Recast all the items below as a JSON list of strings, with one string per line and no blank lines. Leave out the pictures.

- - - - - - -

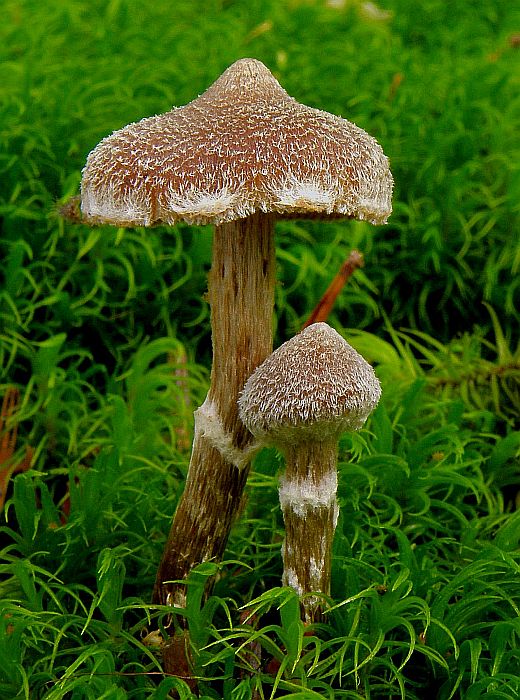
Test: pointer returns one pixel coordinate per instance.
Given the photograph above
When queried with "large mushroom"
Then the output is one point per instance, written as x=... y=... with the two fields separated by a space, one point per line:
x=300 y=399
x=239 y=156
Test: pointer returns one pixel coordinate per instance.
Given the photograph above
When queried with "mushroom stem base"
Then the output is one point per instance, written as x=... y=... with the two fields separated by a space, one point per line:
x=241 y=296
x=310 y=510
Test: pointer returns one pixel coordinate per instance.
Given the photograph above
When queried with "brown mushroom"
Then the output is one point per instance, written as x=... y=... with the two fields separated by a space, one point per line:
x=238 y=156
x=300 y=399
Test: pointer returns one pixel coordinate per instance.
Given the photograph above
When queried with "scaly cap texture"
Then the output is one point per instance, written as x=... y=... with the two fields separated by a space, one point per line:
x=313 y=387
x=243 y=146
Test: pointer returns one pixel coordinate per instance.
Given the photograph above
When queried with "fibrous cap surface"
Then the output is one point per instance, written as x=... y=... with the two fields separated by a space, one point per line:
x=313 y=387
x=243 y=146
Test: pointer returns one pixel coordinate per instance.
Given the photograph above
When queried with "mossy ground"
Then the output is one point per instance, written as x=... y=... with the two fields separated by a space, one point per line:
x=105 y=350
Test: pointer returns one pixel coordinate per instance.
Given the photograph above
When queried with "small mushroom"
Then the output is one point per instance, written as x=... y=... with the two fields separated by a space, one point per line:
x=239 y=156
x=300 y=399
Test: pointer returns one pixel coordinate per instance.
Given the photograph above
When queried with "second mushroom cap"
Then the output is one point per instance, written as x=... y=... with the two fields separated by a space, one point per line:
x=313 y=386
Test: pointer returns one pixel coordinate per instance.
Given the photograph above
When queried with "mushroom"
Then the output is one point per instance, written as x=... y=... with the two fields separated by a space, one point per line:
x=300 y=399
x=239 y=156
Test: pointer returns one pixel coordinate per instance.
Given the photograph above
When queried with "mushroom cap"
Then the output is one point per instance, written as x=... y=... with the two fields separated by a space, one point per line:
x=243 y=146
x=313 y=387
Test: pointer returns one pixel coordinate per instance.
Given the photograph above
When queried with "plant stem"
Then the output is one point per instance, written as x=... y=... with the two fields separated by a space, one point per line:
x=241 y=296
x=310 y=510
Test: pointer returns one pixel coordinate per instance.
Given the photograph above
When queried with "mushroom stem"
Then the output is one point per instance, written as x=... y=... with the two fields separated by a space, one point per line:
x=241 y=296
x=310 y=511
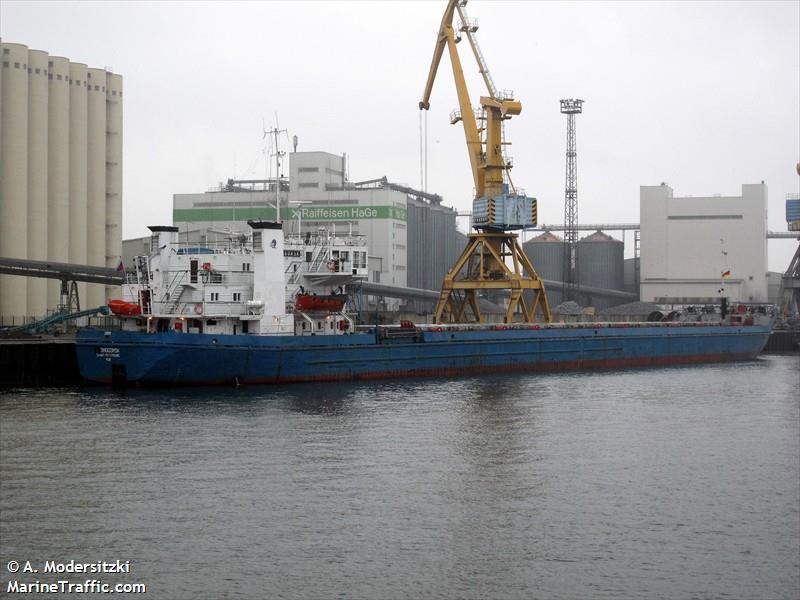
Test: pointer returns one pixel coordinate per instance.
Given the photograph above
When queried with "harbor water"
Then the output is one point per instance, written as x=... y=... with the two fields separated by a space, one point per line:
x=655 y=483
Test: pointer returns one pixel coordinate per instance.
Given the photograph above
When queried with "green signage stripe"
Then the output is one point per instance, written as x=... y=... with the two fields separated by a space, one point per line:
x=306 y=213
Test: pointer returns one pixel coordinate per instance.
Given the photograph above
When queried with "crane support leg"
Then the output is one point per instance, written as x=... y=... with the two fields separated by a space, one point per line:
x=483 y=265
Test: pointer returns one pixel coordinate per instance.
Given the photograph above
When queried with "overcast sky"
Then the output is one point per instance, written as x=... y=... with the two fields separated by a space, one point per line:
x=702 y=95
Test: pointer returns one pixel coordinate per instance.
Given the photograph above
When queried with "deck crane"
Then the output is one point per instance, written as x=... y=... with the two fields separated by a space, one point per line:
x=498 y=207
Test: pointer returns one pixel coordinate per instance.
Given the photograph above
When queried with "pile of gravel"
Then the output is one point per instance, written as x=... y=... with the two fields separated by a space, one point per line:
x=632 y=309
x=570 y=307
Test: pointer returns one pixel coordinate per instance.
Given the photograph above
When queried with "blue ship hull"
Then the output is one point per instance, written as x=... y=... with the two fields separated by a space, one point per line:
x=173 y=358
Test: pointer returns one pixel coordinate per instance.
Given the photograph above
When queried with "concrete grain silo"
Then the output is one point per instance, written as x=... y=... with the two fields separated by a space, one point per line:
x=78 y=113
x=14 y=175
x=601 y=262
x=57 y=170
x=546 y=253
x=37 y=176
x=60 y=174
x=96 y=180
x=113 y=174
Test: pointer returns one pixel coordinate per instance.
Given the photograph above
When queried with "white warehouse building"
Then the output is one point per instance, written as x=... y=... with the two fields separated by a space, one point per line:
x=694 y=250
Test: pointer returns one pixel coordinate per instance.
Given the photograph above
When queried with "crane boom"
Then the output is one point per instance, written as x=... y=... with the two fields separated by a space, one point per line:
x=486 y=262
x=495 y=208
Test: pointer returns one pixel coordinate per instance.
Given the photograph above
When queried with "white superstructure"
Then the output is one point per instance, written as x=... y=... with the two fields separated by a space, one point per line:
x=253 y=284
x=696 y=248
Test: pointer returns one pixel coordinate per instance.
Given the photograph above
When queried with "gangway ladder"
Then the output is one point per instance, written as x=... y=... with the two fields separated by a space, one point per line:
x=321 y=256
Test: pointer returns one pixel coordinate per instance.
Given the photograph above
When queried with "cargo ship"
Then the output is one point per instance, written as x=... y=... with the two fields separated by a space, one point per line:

- - - - - - -

(ANSWER TO THE TASK):
[
  "Test: pointer returns one pixel coordinate per instance.",
  "Given the photograph above",
  "When queried with \"large mushroom\"",
  "Then the output is one point per instance, written as x=... y=... with the two fields separated by a space, one point per line:",
  "x=300 y=399",
  "x=239 y=156",
  "Test: pointer returns one pixel coordinate per instance.",
  "Given the photograph above",
  "When queried with \"mushroom stem base\"",
  "Then the output is one point per instance, written as x=... y=... with the two fields separated by a space, one point per line:",
  "x=241 y=296",
  "x=310 y=510",
  "Test: pointer returns one pixel coordinate per instance.",
  "Given the photograph above",
  "When queried with \"brown mushroom\"",
  "Then the output is one point per instance, written as x=... y=... with the two fields separated by a space, one point per line:",
  "x=238 y=156",
  "x=300 y=399",
  "Test: pointer returns one pixel coordinate per instance.",
  "Given the photograph above",
  "When queried with \"scaly cap texture\"",
  "Then the output is one point per instance, written as x=... y=... with the two fields separated by a space, one point per line:",
  "x=313 y=387",
  "x=243 y=146",
  "Test: pointer returns one pixel coordinate per instance.",
  "Given the photograph above",
  "When queried with \"fibrous cap surface\"",
  "Then the output is one point per instance, written as x=... y=... with the two fields separated by a space, one point per line:",
  "x=313 y=387",
  "x=243 y=146",
  "Test: pointer returns one pixel coordinate per instance.",
  "Given the photograph above",
  "When queried with \"mossy ground\"",
  "Then the output is one point per instance, written as x=... y=... with the two fields separated by a space, one point per line:",
  "x=105 y=350",
  "Test: pointer returns one pixel coordinate per instance.",
  "Given the photograph above",
  "When queried with \"small mushroom\"",
  "Then the output is one point per instance, written as x=... y=... with the two fields separated by a space, one point per line:",
  "x=239 y=156",
  "x=300 y=399",
  "Test: pointer returns one pixel coordinate per instance.",
  "Given the photograph above",
  "When queried with \"second mushroom cap\"",
  "Then the output is one point per instance, written as x=... y=... with the two fields separated by a space, one point per line:",
  "x=313 y=386",
  "Test: pointer returns one pixel coordinate per instance.",
  "Given the photograph above",
  "When queried with \"mushroom\"",
  "Then the output is one point per instance, written as x=... y=... with the two fields separated by a space, one point per line:",
  "x=300 y=399",
  "x=239 y=156",
  "Test: pointer returns one pixel coordinate per instance.",
  "Given the photograph above",
  "When queried with \"mushroom cap\"",
  "Then the output is one point per instance, written as x=... y=... with the two fields separated by a space, one point per line:",
  "x=243 y=146",
  "x=313 y=387",
  "Test: pointer returns one pixel coordinate per instance.",
  "Given the photograph above",
  "When queried with \"plant stem\"",
  "Then the output is one point per instance, written as x=... y=... with the two fields separated by a space, one point per line:",
  "x=241 y=296",
  "x=310 y=510",
  "Test: pointer returns one pixel coordinate per instance.",
  "Given the photograph above",
  "When queried with \"mushroom stem\"",
  "Then the output is one point per instance, written as x=... y=... with the two fields separated by a space, one point per line:",
  "x=241 y=296",
  "x=310 y=511",
  "Test: pointer returns one pixel coordinate per instance.",
  "Given the photograph above",
  "When queried with \"harbor water\"",
  "Then the output is one point per instance, written as x=... y=... with the two fields separated by a space, one point per line:",
  "x=655 y=483",
  "Test: pointer returns one pixel coordinate per instance.",
  "Given the photograph above",
  "When queried with \"green signage stripe\"",
  "Then the output is one point per instance, written as x=... y=... with the two fields separated by a space, one point per line:",
  "x=306 y=213",
  "Test: pointer returns one pixel coordinate per instance.",
  "Given the photograph above",
  "When queried with \"crane support leg\"",
  "Then the output is one point per instance, written as x=... y=... with the two fields separated by a space, one point per line:",
  "x=483 y=265",
  "Test: pointer returns one pixel coordinate per instance.",
  "Given the photograph above",
  "When queried with \"overcast sky\"",
  "Then the output is one point per instance, written as x=... y=... with the two fields separated by a space, one point per line:",
  "x=702 y=95",
  "Test: pointer returns one pixel coordinate per instance.",
  "Given the photograph above",
  "When queried with \"deck crane\"",
  "Then the output is one point per instance, written as x=... y=... with the two fields separated by a space, one point per line:",
  "x=498 y=207",
  "Test: pointer returns one pixel coordinate per instance.",
  "Given the photograph above",
  "When queried with \"pile of gravel\"",
  "Then the output is one point per instance, written as x=... y=... with the two fields separated by a space, one point per line:",
  "x=632 y=309",
  "x=570 y=307",
  "Test: pointer returns one pixel coordinate per instance.",
  "Given the photograph above",
  "When queried with \"blue ship hull\"",
  "Then the output is one point per instance, written as x=... y=... with the two fields separated by a space, one point per line:",
  "x=173 y=358",
  "Test: pointer returns one pixel coordinate per instance.",
  "Given the photograph above",
  "When queried with \"concrete grain silo\"",
  "Then the output is one point per instance, written as x=... y=... with the two fields separated by a space, one point per line:",
  "x=78 y=113",
  "x=14 y=175",
  "x=601 y=262",
  "x=57 y=170",
  "x=546 y=253",
  "x=37 y=176",
  "x=60 y=174",
  "x=96 y=180",
  "x=113 y=174",
  "Test: pointer returns one pixel coordinate per instance.",
  "Given the photograph above",
  "When queried with \"white warehouse building\"",
  "Then the output is one point per instance, written as x=... y=... with the two fields separated by a space, one point per line:",
  "x=694 y=250",
  "Test: pointer returns one pixel coordinate per instance.",
  "Given the photograph above",
  "When queried with \"crane boom\"",
  "Then the output is one point per instance, written as x=... y=... with the two fields separated by a space, one point per line:",
  "x=486 y=262",
  "x=495 y=208",
  "Test: pointer returns one pixel coordinate per instance.",
  "Given the photograph above",
  "When queried with \"white superstructure\"",
  "Then the output is one point per instance, written as x=... y=... with the two fields separated by a space, one point per line:",
  "x=253 y=284",
  "x=696 y=248",
  "Test: pointer returns one pixel coordinate per instance.",
  "Given the photograph above",
  "When queried with \"gangway ladder\"",
  "Then the output is one point per instance, written as x=... y=... with the two fields separated by a space, one point per line:",
  "x=321 y=256",
  "Test: pointer returns one pixel coordinate per instance.",
  "Given the photograph above",
  "When queried with \"cargo ship\"",
  "Then the output is one point per instance, written as x=... y=... with the two fields separated by a space, one point per line:"
]